Segment Start: STUDY TEXT

The bitnet1.58 model has an 8X or more Smaller memory requirement versus conventional 32bit LLMs , and as such Bitnet1.58b is more capable of delivering complex engineered prompt responses making use of fewer cores with same memory bandwidth speeds as offered by processors with direct attached memory , using 8X less memory in the process. The accuracy of the response to the complex prompts outlined in their paper are within 5% of the performance of the very best 32bit quantization models reduced to be 8bit Transformer Stack models , which still use 4-6X more Compute cores and Memory and power.
I’ll cautiously say this is a seminal development by MS and CN, which needs more multiple 3rd party independent validations AND needs commercial competition to emerge. I suspect ternary computing will be revived in new silicon forms to tackle the AI inference challenge more effectively at much higher speeds, perhaps 10X or more faster in the medium term, which means an 80X fold improvement or more over what we currently have.
n.b- The guys at IOTA in Norway and Germany as well as in Asia Pac were heading down this path a few years ago, then bailed on their plans for a ternary processor to handle Edge IoT gateway jobs handling lost of sensors , util the guy in Austria steered the IOTA foundation into smart Contracts and their Shimmer overlay network effort.

Segment End: STUDY TEXT
Segment Start: DATA RECORDS

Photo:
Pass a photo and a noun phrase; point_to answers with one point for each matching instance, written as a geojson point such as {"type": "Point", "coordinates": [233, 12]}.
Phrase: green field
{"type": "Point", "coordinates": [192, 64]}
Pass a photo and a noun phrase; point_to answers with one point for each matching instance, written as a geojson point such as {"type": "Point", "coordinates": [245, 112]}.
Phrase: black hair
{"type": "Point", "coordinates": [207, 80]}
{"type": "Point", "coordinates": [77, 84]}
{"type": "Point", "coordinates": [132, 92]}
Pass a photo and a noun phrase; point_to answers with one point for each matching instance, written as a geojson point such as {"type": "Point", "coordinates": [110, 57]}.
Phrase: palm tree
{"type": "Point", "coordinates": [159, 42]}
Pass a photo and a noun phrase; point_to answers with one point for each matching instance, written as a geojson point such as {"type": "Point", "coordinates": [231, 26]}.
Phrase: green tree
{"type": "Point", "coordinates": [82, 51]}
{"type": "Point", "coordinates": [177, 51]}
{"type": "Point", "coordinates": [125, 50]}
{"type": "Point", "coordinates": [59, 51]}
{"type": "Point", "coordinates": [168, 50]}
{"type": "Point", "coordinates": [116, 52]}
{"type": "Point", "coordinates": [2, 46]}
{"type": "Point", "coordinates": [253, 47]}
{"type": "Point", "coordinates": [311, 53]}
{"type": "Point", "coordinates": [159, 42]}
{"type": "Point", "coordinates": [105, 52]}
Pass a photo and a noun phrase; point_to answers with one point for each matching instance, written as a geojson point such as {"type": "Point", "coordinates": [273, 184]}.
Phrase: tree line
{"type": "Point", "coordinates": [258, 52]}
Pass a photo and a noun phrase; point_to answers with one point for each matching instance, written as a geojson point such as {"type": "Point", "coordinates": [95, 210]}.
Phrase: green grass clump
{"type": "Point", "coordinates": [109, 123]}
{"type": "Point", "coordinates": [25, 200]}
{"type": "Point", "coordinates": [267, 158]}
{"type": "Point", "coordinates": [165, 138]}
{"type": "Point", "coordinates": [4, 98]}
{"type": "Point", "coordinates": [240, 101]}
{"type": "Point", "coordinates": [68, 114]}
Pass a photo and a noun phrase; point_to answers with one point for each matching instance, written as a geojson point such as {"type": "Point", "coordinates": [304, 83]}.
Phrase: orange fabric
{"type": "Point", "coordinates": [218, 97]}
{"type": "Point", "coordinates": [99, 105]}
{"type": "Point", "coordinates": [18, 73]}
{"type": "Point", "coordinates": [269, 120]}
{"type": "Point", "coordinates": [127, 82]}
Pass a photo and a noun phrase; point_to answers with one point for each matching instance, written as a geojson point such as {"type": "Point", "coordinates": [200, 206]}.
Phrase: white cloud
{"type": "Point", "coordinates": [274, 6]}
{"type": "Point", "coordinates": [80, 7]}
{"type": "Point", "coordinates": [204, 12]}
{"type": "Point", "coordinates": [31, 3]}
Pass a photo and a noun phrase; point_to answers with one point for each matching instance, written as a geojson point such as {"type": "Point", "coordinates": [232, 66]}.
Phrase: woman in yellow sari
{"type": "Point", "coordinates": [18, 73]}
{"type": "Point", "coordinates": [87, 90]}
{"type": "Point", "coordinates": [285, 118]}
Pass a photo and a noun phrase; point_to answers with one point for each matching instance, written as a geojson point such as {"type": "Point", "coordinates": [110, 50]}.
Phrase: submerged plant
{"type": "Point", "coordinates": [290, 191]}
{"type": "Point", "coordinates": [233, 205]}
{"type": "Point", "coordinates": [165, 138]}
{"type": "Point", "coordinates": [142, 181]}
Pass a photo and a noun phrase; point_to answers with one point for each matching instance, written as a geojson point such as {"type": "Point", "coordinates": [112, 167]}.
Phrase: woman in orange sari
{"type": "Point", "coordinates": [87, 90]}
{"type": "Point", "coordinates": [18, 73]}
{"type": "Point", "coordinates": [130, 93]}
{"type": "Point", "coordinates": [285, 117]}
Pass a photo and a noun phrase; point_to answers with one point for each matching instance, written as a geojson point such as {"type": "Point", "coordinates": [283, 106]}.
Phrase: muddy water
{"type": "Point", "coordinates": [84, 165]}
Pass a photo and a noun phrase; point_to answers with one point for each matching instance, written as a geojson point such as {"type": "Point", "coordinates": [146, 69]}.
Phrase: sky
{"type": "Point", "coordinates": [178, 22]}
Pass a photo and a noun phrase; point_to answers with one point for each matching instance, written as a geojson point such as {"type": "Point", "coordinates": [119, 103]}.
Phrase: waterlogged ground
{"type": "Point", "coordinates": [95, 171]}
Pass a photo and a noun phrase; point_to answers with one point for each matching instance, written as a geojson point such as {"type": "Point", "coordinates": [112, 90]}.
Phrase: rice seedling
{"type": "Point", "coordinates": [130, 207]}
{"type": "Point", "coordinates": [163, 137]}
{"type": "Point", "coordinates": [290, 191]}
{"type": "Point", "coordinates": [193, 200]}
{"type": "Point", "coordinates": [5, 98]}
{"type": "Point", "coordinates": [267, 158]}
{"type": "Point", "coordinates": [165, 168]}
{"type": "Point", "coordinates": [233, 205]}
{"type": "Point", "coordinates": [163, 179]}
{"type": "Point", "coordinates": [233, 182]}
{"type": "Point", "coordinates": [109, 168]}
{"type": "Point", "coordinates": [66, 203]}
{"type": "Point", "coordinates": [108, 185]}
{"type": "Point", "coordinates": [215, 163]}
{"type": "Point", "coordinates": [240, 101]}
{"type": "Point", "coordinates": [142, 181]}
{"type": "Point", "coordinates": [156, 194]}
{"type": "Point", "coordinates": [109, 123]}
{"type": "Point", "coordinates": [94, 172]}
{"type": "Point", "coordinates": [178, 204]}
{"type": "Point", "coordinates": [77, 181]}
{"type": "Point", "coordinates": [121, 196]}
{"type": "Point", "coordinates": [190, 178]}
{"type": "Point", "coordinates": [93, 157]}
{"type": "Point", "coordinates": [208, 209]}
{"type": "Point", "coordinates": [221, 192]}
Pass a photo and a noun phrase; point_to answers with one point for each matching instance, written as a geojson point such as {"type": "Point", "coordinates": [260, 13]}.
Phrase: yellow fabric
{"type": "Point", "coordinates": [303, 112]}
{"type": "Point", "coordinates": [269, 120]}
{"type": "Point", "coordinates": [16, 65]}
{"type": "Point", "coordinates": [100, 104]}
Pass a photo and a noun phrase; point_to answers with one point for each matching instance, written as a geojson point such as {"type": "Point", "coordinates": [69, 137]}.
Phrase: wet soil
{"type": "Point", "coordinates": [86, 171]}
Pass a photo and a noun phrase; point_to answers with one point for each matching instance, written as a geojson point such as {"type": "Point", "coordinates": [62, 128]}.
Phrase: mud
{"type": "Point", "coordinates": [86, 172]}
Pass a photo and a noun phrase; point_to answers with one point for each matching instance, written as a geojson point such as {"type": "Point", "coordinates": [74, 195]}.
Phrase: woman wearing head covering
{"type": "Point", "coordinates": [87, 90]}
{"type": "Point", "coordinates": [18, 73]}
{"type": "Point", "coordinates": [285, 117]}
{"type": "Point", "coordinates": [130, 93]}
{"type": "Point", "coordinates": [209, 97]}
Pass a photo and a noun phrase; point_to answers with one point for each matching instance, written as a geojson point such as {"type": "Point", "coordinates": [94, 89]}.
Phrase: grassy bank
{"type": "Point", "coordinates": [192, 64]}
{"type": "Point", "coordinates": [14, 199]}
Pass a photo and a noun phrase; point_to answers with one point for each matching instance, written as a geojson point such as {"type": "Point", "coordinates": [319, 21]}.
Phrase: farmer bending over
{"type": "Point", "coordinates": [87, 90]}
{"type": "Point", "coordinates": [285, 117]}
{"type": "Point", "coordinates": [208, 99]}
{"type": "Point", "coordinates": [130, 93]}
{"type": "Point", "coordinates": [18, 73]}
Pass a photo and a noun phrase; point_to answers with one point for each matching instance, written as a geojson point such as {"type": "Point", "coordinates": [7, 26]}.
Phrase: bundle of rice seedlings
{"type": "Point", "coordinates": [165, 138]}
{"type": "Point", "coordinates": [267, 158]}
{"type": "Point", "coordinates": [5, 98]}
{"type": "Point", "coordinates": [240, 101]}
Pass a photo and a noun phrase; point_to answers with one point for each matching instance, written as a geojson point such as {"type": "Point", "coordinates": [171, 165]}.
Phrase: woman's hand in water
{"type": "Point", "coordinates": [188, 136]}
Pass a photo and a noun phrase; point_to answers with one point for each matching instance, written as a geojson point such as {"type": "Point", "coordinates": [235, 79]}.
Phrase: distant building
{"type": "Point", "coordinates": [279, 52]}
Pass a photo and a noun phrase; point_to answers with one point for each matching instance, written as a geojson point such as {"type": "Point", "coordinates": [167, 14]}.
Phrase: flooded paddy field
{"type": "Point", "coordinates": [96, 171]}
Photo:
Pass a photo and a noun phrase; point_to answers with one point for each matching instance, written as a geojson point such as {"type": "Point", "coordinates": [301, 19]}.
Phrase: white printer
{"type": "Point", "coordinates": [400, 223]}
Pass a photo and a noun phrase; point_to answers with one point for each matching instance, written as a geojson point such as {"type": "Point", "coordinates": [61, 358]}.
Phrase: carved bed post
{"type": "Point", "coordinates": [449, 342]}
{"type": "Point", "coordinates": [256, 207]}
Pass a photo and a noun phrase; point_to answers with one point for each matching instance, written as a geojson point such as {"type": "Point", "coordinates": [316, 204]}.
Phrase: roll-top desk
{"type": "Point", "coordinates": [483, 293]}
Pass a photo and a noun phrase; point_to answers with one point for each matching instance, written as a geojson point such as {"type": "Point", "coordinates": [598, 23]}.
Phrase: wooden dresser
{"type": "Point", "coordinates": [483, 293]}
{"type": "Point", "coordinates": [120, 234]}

Segment End: DATA RECORDS

QUESTIONS:
#1 List every place named in the paragraph of the BitNet post about IOTA.
#2 Print the part of the BitNet post starting with "I’ll cautiously say" and going on through "overlay network effort.".

PER-TASK OUTPUTS:
#1 Norway, Germany, Asia Pac, Austria

#2
I’ll cautiously say this is a seminal development by MS and CN, which needs more multiple 3rd party independent validations AND needs commercial competition to emerge. I suspect ternary computing will be revived in new silicon forms to tackle the AI inference challenge more effectively at much higher speeds, perhaps 10X or more faster in the medium term, which means an 80X fold improvement or more over what we currently have.
n.b- The guys at IOTA in Norway and Germany as well as in Asia Pac were heading down this path a few years ago, then bailed on their plans for a ternary processor to handle Edge IoT gateway jobs handling lost of sensors , util the guy in Austria steered the IOTA foundation into smart Contracts and their Shimmer overlay network effort.